Selected text:
= = = =

The move toward the automated manual transmission has brought with it parallel trends of downspeeding and lower axle ratios. This reduces the engine speed and results in savings at the pump. Every reduction of 100 rpm is worth about 1.5% in reduced fuel consumption. Being able to maintain highway speeds at 1,150 rpm versus 1,370 constitutes fuel savings of 3% or more.

[Related: Paths to 10-plus mpg in a Class 8 diesel tractor with aero, downspeeding, more]

PERFORM REGULAR MAINTENANCE. This ensures your truck is running efficiently. Also, check your current miles per gallon at each fill -- if it falls off, determine the reason. Start a preventive maintenance routine; check often enough to catch low oil, a dirty air filter or an air compressor leak.

MAINTAIN TIRE PRESSURE. To reduce rolling resistance, check air pressure in all 18 tires, and fill them up at least weekly to the manufacturer’s specifications. The trailer tires may belong to your carrier, but why pay the extra cost of pulling a trailer with underinflated tires?

SLOW YOUR ACCELERATION AND DECELERATION. Both will consume less fuel and be easier on your equipment. Slowing acceleration is especially important running on hills or in the mountains because it helps reduce the effects of gravity. Rapid acceleration gets you an extra few seconds but creates premature wear on the engine, driveline and tires -- along with increasing your fuel costs.

CUT OUT-OF-ROUTE MILES. If you’re like many owner-operators, with 6% to 10% of your miles out of route, you possibly could cut them by 3 percentage points. Doing so would save an extra 3% on fuel, as well as on other variable costs such as tires and maintenance. Rethinking your route, keeping side trips to a minimum and using precise directions will pay off in savings.

Getting a fuel surcharge

Since fuel prices surged two decades ago in the wake of Hurricane Katrina's disastrous landfall on the Gulf Coast, fuel surcharges have become widespread to help carriers and their operators guard against further price spikes.

Carriers often structure their surcharge scale by assuming a certain fuel efficiency, such as 6 miles per gallon. Some owner-operators make a healthy per-mile profit from their carriers’ surcharge because good fuel economy practices allow them to average better than 6 mpg. Surcharges traditionally have been based on the national average of diesel prices, in some cases regional averages or dynamic adjustments for prices along particular freight lanes.

= = = =

Supplied records:
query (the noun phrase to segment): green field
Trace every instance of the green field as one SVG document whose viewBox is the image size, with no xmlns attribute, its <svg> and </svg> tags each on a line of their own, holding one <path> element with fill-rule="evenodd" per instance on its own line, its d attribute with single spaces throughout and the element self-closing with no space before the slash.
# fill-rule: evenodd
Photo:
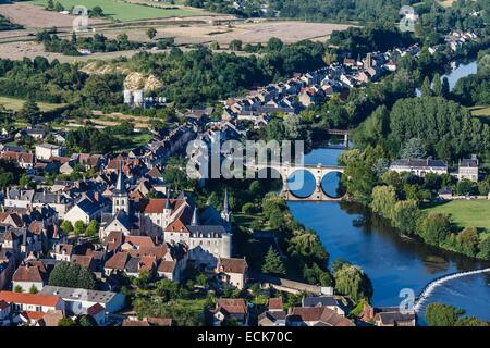
<svg viewBox="0 0 490 348">
<path fill-rule="evenodd" d="M 490 107 L 473 107 L 469 111 L 474 116 L 490 117 Z"/>
<path fill-rule="evenodd" d="M 134 148 L 148 144 L 154 136 L 149 132 L 135 133 L 133 135 L 118 135 L 119 146 L 113 151 L 131 151 Z"/>
<path fill-rule="evenodd" d="M 32 2 L 46 7 L 48 0 L 33 0 Z M 197 12 L 186 9 L 159 9 L 122 2 L 119 0 L 58 0 L 58 2 L 60 2 L 68 11 L 75 5 L 83 5 L 88 10 L 94 7 L 100 7 L 107 16 L 122 22 L 172 16 L 192 16 L 198 14 Z"/>
<path fill-rule="evenodd" d="M 0 105 L 5 107 L 8 110 L 14 110 L 19 111 L 22 109 L 22 105 L 24 104 L 25 100 L 22 99 L 15 99 L 10 97 L 0 97 Z M 61 107 L 64 107 L 64 104 L 51 104 L 48 102 L 38 102 L 37 105 L 41 111 L 51 111 Z"/>
<path fill-rule="evenodd" d="M 461 227 L 475 226 L 490 232 L 490 200 L 457 199 L 426 209 L 451 215 L 451 221 Z"/>
</svg>

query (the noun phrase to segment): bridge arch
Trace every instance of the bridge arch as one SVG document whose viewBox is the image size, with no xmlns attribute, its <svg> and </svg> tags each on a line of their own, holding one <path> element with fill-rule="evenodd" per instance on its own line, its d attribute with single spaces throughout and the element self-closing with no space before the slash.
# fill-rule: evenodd
<svg viewBox="0 0 490 348">
<path fill-rule="evenodd" d="M 283 187 L 282 187 L 282 196 L 286 200 L 292 201 L 340 201 L 343 199 L 343 197 L 334 198 L 330 197 L 324 192 L 324 190 L 321 187 L 321 181 L 322 178 L 331 172 L 338 172 L 343 173 L 344 167 L 343 166 L 335 166 L 335 165 L 311 165 L 311 164 L 297 164 L 292 165 L 290 163 L 247 163 L 248 167 L 254 169 L 255 172 L 264 171 L 265 169 L 274 169 L 277 173 L 280 173 Z M 307 171 L 315 177 L 316 188 L 308 197 L 297 197 L 297 195 L 294 195 L 287 187 L 287 179 L 289 177 L 296 171 Z"/>
</svg>

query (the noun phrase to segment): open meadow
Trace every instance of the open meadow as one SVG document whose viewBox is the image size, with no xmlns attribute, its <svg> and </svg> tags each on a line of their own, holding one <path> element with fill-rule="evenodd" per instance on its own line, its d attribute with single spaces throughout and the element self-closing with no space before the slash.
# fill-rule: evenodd
<svg viewBox="0 0 490 348">
<path fill-rule="evenodd" d="M 490 200 L 456 199 L 426 211 L 449 214 L 451 221 L 460 227 L 474 226 L 490 232 Z"/>
<path fill-rule="evenodd" d="M 48 0 L 33 0 L 30 2 L 45 7 L 48 3 Z M 83 5 L 88 10 L 94 7 L 100 7 L 107 16 L 122 22 L 203 14 L 201 12 L 193 11 L 192 9 L 181 9 L 171 5 L 169 5 L 169 8 L 162 8 L 150 5 L 149 3 L 144 5 L 121 0 L 58 0 L 58 2 L 69 11 L 75 5 Z"/>
</svg>

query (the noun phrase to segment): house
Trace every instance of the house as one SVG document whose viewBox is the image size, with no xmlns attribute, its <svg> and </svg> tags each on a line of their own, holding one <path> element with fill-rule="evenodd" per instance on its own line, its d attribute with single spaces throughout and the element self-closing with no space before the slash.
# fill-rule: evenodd
<svg viewBox="0 0 490 348">
<path fill-rule="evenodd" d="M 62 310 L 50 310 L 47 313 L 44 313 L 42 318 L 37 321 L 36 326 L 58 326 L 60 320 L 65 316 L 65 312 Z"/>
<path fill-rule="evenodd" d="M 122 322 L 121 326 L 128 326 L 128 327 L 172 326 L 172 319 L 148 316 L 144 318 L 143 320 L 137 320 L 134 318 L 131 319 L 128 318 Z"/>
<path fill-rule="evenodd" d="M 473 154 L 470 159 L 460 160 L 457 179 L 466 178 L 471 182 L 478 182 L 478 165 L 479 161 L 476 154 Z"/>
<path fill-rule="evenodd" d="M 328 307 L 293 307 L 286 318 L 287 326 L 355 326 L 344 315 Z"/>
<path fill-rule="evenodd" d="M 73 246 L 71 244 L 57 244 L 54 245 L 54 249 L 51 254 L 58 261 L 70 262 L 72 260 Z"/>
<path fill-rule="evenodd" d="M 415 311 L 402 312 L 399 307 L 377 308 L 375 314 L 376 326 L 415 326 Z"/>
<path fill-rule="evenodd" d="M 41 265 L 20 265 L 12 277 L 13 288 L 21 287 L 24 293 L 33 288 L 40 291 L 46 282 L 46 269 Z"/>
<path fill-rule="evenodd" d="M 344 310 L 333 296 L 305 296 L 302 299 L 302 307 L 327 307 L 340 315 L 345 315 Z"/>
<path fill-rule="evenodd" d="M 240 326 L 248 324 L 248 309 L 243 298 L 222 298 L 217 301 L 215 326 L 223 326 L 233 322 Z"/>
<path fill-rule="evenodd" d="M 4 300 L 0 300 L 0 322 L 4 321 L 10 315 L 10 304 Z"/>
<path fill-rule="evenodd" d="M 64 310 L 64 301 L 52 295 L 0 291 L 0 301 L 10 303 L 13 312 Z"/>
<path fill-rule="evenodd" d="M 88 225 L 90 220 L 98 220 L 101 213 L 102 207 L 88 198 L 83 198 L 64 214 L 63 220 L 70 221 L 72 225 L 77 221 L 82 221 L 85 225 Z"/>
<path fill-rule="evenodd" d="M 453 191 L 449 187 L 443 187 L 438 191 L 439 199 L 451 200 L 453 199 Z"/>
<path fill-rule="evenodd" d="M 66 153 L 66 148 L 51 144 L 36 145 L 36 158 L 38 160 L 49 160 L 51 157 L 63 157 Z"/>
<path fill-rule="evenodd" d="M 101 306 L 106 312 L 115 313 L 125 307 L 126 301 L 123 294 L 50 285 L 45 286 L 39 294 L 60 297 L 66 303 L 66 311 L 75 315 L 100 312 L 98 307 L 93 308 L 95 304 Z"/>
<path fill-rule="evenodd" d="M 390 171 L 397 173 L 408 172 L 414 175 L 424 177 L 427 173 L 434 174 L 446 174 L 448 164 L 441 160 L 432 160 L 428 158 L 422 159 L 408 159 L 408 160 L 396 160 L 391 162 Z"/>
<path fill-rule="evenodd" d="M 268 310 L 258 316 L 259 326 L 285 326 L 285 321 L 282 297 L 270 298 Z"/>
<path fill-rule="evenodd" d="M 221 282 L 243 289 L 247 281 L 248 264 L 245 259 L 219 258 L 216 272 Z"/>
</svg>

= = = =

Problem statement: Write out the stretch of the trucking fuel text from "Getting a fuel" through "further price spikes.", with every word kept as it stands. The records have nothing to do with the trucking fuel text.

Complete answer:
Getting a fuel surcharge

Since fuel prices surged two decades ago in the wake of Hurricane Katrina's disastrous landfall on the Gulf Coast, fuel surcharges have become widespread to help carriers and their operators guard against further price spikes.